Goal A — List every line in the entries below that contains the string "protest", treating uppercase and lowercase as different.

In this case, the SRN would claim attribution for the engagement, but will not be awarded attribution credit by the MMP, which is a frequent reason for discrepancies for advertisers that advertise across multiple channels.

Keep in mind that an SRN will usually charge for impressions regardless of attribution. But when that happens, your MMP will reflect the actual attribution, which will allow you to understand the true performance of your marketing efforts, and allocate your budget more effectively.

#2 – Different attribution lookback windows

The default attribution lookback window for app installs on most SRNs and MMPs is usually around 7 days clickthrough and one day view-through. On both platforms, advertisers are able to reconfigure the attribution lookback window to their desired setting.

If, however, the attribution lookback windows for the SRN and MMP are different, that could lead to reporting discrepancies as well.

For example, let’s say the advertiser reconfigured the clickthrough window for Meta Ads on AppsFlyer to 7 days. In this case, Meta will attribute one install to the Meta campaign, and AppsFlyer will report one organic install.

#3 – In-app events attribution

Most SRNs attribute in-app events up to 28 days following the preceding click or view (for Android and iOS consenting users). The MMP usually attributes in-app events to the SRN during the 180 days following the install.

Excerpts from segmentation records —
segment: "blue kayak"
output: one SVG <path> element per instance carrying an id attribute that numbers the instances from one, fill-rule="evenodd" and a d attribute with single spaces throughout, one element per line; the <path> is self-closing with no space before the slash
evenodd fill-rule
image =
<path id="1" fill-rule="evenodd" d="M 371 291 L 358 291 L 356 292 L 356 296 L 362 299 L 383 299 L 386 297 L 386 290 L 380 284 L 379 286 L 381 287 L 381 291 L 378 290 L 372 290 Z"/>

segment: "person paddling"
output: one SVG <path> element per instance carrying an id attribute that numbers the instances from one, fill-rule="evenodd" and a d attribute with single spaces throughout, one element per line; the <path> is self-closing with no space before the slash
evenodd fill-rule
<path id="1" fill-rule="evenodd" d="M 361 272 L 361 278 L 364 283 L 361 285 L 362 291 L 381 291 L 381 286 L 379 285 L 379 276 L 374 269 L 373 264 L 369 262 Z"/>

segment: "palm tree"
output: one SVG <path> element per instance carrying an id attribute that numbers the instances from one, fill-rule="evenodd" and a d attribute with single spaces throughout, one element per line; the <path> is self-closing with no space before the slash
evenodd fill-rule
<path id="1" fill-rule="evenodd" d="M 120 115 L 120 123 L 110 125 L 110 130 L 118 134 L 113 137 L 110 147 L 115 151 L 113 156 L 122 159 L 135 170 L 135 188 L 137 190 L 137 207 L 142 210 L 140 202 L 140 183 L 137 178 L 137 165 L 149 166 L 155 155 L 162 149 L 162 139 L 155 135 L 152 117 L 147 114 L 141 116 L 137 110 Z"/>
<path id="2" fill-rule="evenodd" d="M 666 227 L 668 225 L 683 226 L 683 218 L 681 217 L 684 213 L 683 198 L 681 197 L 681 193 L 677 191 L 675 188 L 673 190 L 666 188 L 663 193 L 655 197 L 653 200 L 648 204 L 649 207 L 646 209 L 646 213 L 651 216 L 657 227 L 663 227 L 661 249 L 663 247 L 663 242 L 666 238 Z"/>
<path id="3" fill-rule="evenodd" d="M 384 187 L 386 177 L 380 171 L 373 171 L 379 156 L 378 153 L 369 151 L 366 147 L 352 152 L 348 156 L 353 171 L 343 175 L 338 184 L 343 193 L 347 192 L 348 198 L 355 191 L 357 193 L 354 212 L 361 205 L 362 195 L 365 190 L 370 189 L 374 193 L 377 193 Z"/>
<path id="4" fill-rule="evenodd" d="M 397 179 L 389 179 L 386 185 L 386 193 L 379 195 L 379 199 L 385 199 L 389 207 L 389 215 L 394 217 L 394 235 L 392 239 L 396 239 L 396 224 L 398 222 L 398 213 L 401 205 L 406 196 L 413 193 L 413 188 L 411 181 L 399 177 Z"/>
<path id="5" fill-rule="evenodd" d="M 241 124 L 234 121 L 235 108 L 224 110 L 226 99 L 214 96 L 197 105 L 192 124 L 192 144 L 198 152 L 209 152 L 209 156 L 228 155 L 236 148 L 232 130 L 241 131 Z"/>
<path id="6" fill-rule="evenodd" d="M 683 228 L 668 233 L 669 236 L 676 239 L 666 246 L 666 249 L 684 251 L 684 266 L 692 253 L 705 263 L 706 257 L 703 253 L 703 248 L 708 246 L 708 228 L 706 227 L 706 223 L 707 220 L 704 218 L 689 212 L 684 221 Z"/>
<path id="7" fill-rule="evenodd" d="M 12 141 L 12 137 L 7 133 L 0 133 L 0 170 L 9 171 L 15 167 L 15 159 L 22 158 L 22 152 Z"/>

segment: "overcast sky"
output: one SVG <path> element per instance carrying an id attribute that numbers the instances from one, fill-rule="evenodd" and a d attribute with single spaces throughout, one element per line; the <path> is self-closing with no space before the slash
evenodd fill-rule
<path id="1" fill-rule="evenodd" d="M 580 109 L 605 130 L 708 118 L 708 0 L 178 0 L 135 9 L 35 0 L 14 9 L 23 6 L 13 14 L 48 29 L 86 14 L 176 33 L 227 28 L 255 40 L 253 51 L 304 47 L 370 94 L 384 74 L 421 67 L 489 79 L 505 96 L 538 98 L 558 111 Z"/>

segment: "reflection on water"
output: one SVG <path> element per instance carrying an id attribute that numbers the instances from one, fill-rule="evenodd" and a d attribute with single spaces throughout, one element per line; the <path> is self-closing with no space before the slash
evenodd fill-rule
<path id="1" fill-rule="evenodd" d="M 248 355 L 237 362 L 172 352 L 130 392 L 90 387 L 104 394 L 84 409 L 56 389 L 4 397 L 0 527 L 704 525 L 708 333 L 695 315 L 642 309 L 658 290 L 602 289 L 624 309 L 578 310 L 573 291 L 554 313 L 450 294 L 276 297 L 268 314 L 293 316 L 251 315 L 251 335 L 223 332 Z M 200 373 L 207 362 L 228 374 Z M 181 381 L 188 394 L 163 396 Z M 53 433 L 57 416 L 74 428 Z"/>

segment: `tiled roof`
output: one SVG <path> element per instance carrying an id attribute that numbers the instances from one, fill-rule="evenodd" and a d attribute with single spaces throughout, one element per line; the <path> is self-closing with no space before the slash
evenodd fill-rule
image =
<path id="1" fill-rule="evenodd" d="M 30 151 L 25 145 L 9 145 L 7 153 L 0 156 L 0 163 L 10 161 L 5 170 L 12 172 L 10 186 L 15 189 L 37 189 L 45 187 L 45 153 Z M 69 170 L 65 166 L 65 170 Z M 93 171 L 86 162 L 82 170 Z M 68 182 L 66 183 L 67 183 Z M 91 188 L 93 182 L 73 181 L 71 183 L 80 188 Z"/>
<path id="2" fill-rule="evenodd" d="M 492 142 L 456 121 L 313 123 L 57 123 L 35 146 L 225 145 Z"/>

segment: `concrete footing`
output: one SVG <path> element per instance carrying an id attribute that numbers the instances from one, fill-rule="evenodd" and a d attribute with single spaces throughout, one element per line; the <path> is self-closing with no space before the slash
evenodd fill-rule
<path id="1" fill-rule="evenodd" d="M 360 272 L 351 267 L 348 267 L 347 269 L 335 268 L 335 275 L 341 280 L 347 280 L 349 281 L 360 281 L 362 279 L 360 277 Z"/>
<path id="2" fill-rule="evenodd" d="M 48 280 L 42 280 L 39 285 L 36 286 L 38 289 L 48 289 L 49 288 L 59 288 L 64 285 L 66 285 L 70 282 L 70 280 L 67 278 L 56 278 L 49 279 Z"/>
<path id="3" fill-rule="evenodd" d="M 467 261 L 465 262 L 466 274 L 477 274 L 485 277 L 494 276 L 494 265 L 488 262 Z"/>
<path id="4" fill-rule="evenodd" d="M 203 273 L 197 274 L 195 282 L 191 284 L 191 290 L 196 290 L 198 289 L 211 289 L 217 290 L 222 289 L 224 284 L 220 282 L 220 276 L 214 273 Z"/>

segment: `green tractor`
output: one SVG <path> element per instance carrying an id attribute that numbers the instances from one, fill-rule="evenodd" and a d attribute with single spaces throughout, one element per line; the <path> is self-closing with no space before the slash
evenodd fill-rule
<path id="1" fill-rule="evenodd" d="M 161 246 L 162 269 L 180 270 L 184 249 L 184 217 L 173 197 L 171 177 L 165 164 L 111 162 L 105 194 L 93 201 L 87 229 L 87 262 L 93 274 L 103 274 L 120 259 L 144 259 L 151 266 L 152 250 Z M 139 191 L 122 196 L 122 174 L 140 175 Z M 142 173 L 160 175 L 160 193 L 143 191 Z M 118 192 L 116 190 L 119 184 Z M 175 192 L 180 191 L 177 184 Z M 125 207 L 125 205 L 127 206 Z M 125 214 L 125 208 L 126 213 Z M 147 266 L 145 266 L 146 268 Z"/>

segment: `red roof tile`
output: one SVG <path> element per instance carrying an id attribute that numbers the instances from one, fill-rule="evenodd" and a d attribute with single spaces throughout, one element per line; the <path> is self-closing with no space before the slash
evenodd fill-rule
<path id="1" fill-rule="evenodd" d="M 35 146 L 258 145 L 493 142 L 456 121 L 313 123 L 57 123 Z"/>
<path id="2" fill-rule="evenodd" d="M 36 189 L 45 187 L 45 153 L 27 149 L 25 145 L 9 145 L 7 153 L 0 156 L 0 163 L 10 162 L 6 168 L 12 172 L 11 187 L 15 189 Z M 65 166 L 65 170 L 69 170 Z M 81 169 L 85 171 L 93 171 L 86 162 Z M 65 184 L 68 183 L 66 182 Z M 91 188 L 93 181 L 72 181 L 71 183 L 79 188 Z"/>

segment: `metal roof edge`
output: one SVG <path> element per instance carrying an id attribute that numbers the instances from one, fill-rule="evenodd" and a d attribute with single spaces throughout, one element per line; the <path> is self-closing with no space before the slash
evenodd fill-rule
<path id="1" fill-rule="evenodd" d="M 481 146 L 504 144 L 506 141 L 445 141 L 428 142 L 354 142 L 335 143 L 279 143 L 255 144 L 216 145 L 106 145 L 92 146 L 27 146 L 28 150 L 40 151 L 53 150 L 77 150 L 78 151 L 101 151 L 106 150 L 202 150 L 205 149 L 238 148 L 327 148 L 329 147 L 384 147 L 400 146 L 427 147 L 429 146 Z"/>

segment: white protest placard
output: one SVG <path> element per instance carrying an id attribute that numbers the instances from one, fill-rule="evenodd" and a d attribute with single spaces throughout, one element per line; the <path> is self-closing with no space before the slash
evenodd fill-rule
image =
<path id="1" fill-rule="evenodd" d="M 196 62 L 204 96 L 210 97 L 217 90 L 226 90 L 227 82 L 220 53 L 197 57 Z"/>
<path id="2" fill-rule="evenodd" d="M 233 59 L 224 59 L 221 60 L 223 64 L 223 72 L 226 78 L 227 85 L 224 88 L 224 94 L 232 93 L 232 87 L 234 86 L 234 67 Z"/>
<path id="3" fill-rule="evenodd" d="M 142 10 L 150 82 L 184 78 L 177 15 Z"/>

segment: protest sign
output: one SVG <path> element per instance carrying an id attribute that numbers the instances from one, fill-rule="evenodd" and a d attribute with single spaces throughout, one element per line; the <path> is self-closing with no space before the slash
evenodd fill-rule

Goal B — Reproduce the part of the attribution text above that begins with the words containing "The default attribution" and ends with "following the install.".

Full solution A —
segment: white protest placard
segment: protest sign

Full solution B —
The default attribution lookback window for app installs on most SRNs and MMPs is usually around 7 days clickthrough and one day view-through. On both platforms, advertisers are able to reconfigure the attribution lookback window to their desired setting.

If, however, the attribution lookback windows for the SRN and MMP are different, that could lead to reporting discrepancies as well.

For example, let’s say the advertiser reconfigured the clickthrough window for Meta Ads on AppsFlyer to 7 days. In this case, Meta will attribute one install to the Meta campaign, and AppsFlyer will report one organic install.

#3 – In-app events attribution

Most SRNs attribute in-app events up to 28 days following the preceding click or view (for Android and iOS consenting users). The MMP usually attributes in-app events to the SRN during the 180 days following the install.